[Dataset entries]
▬▬▬
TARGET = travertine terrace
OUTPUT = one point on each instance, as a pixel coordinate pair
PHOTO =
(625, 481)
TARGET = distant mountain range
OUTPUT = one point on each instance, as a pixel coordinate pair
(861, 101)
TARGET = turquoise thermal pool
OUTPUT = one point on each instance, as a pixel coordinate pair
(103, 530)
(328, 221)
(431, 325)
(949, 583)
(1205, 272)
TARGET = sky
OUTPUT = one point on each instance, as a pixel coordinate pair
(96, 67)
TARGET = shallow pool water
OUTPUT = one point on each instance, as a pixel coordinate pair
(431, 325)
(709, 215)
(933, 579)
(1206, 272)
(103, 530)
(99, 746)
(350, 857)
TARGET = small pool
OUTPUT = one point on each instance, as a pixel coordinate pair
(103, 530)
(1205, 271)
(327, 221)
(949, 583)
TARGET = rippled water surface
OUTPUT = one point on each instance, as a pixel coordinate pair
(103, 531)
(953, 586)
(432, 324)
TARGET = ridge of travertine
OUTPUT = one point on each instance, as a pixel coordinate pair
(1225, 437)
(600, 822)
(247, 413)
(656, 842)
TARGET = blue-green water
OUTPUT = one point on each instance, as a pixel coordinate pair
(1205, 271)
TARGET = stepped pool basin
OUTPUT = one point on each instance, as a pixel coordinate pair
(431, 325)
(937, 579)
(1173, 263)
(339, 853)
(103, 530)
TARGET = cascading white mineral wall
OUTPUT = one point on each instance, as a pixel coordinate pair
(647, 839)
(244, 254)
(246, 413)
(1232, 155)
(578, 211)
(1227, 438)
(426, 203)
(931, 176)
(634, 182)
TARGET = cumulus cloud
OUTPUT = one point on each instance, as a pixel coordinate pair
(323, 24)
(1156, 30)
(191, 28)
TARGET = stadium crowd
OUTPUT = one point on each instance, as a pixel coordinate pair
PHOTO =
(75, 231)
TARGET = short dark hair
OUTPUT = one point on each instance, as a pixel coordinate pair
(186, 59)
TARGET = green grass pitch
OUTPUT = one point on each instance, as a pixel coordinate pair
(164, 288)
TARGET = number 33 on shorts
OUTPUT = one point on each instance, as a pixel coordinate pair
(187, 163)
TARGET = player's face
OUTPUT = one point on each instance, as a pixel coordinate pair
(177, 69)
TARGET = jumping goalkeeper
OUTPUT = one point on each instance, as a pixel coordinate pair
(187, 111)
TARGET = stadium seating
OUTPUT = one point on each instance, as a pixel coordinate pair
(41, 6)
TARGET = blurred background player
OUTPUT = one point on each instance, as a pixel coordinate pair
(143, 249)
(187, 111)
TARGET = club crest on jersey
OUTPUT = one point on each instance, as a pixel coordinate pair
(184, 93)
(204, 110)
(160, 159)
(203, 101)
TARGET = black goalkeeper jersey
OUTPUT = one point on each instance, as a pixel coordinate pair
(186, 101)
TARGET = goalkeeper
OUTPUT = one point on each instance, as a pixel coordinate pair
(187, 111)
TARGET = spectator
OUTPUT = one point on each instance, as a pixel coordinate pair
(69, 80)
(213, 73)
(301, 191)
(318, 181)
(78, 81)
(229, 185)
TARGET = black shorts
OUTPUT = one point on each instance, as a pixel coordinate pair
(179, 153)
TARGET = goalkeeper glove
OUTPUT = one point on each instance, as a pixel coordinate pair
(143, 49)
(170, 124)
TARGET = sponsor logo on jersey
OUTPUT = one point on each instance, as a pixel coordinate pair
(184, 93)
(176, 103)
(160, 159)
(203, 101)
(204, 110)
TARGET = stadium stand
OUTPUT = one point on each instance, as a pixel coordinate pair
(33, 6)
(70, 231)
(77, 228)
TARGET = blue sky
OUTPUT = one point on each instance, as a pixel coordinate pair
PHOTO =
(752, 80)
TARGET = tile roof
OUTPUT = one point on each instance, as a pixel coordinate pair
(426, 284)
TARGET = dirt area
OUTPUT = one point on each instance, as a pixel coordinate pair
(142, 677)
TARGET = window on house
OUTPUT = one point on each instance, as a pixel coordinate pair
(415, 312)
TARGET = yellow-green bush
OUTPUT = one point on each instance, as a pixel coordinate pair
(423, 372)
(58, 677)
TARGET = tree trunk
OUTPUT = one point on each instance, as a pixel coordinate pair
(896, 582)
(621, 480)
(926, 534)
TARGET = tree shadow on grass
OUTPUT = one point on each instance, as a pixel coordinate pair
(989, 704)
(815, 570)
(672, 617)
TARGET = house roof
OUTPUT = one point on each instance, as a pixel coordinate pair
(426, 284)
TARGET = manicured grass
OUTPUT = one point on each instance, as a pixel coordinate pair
▬▬▬
Set exercise
Retype all of the lines above word for word.

Expected output
TARGET = travertine terrace
OUTPUT = one point on each instance, as a pixel coordinate pair
PHOTO =
(625, 481)
TARGET = distant mountain range
OUTPUT = one point on each instance, as a pixel coordinate pair
(861, 101)
TARGET = turquoise thermal pool
OUTPUT = one point on each instance, as a pixel coordinate pair
(103, 530)
(328, 221)
(431, 325)
(949, 583)
(1205, 272)
TARGET = sky
OUTPUT = one point on each instance, as a pixel coordinate pair
(96, 67)
TARGET = shallow pool water
OUTPUT = one point on each instance, as a pixel coordinate pair
(431, 325)
(709, 215)
(933, 579)
(1206, 272)
(103, 530)
(99, 746)
(350, 857)
TARGET = small pool
OUTPUT = one point on each instance, as a pixel coordinate pair
(103, 530)
(1205, 271)
(327, 221)
(949, 583)
TARGET = rippled water surface
OUTPUT = one point on each instance, as a pixel coordinate pair
(103, 531)
(953, 586)
(432, 324)
TARGET = ridge of travertine
OUTPUT = one point on each instance, as a pixel coordinate pair
(1225, 437)
(600, 822)
(247, 413)
(656, 842)
TARGET = blue-green water
OUTPUT = one point on each instance, as a pixel coordinate pair
(1205, 271)
TARGET = stepped pool basin
OUTPUT = one point on each instance, as a pixel coordinate pair
(431, 325)
(937, 579)
(1173, 263)
(339, 853)
(103, 530)
TARGET = cascading white mineral wall
OUTPUT = one point on each instance, as a pixel coordinate pair
(647, 839)
(244, 254)
(246, 413)
(1232, 155)
(578, 211)
(1227, 438)
(426, 203)
(931, 176)
(634, 182)
TARGET = cumulus cloud
OUTPUT = one point on each instance, as a pixel coordinate pair
(323, 24)
(1156, 30)
(191, 28)
TARGET = stadium crowd
OUTPUT = one point on each instance, as a pixel coordinate pair
PHOTO =
(75, 231)
TARGET = short dark hair
OUTPUT = one point on each instance, as a pixel coordinate pair
(186, 59)
TARGET = green grass pitch
OUTPUT = one point on each instance, as a pixel coordinate pair
(164, 288)
TARGET = number 33 on shorts
OUTPUT = one point on each instance, as a pixel coordinate pair
(187, 163)
TARGET = player's face
OUTPUT = one point on each instance, as a pixel coordinate pair
(177, 69)
TARGET = jumping goalkeeper
OUTPUT = one point on each instance, as a pixel coordinate pair
(187, 111)
TARGET = stadium seating
OUTPUT = one point on each instance, as a pixel coordinate pair
(41, 6)
TARGET = blurred background player
OUTPUT = one point on each instance, as a pixel coordinate pair
(143, 249)
(187, 111)
TARGET = club crest on jersey
OUTPUT = one point on each instance, as a pixel coordinate pair
(184, 93)
(204, 110)
(160, 159)
(203, 101)
TARGET = black goalkeeper jersey
OUTPUT = one point on each instance, as a pixel coordinate pair
(186, 101)
TARGET = goalkeeper
OUTPUT = one point on each instance, as a pixel coordinate pair
(187, 111)
TARGET = spectator
OUTPUT = one point on each instance, as a pixel coordinate pair
(69, 80)
(213, 73)
(301, 191)
(318, 181)
(78, 81)
(229, 185)
TARGET = black shorts
OUTPUT = one point on each instance, as a pixel coordinate pair
(179, 153)
TARGET = goalkeeper glove
OUTPUT = one point on each instance, as a pixel coordinate pair
(143, 49)
(170, 124)
TARGET = sponsor logo on jersey
OUTPUT = one point on each instance, as a pixel coordinate pair
(184, 93)
(176, 103)
(160, 159)
(203, 101)
(204, 110)
TARGET = stadium stand
OUTPUT = one point on each instance, as a pixel coordinate pair
(33, 6)
(70, 231)
(77, 228)
TARGET = blue sky
OUTPUT = one point on each instance, as a pixel coordinate pair
PHOTO =
(752, 80)
TARGET = tile roof
OUTPUT = one point on each instance, as a pixel coordinate pair
(426, 284)
TARGET = dirt area
OUTPUT = one point on each instance, as a pixel coordinate pair
(142, 677)
TARGET = window on house
OUTPUT = one point on each instance, as a pixel coordinate pair
(415, 312)
TARGET = yellow-green bush
OUTPUT = one point on each instance, as a pixel coordinate pair
(423, 372)
(58, 677)
TARGET = tree trunk
OUTPUT = one point on each instance, as a pixel coordinate pair
(896, 582)
(621, 480)
(926, 534)
TARGET = tree shadow on grass
OUTPUT = one point on each instance, as a pixel coordinate pair
(989, 704)
(815, 570)
(672, 617)
TARGET = house roof
OUTPUT = one point on each instance, as a pixel coordinate pair
(426, 284)
TARGET = manicured grass
OUTPUT = one point on each instance, as a pixel coordinate pair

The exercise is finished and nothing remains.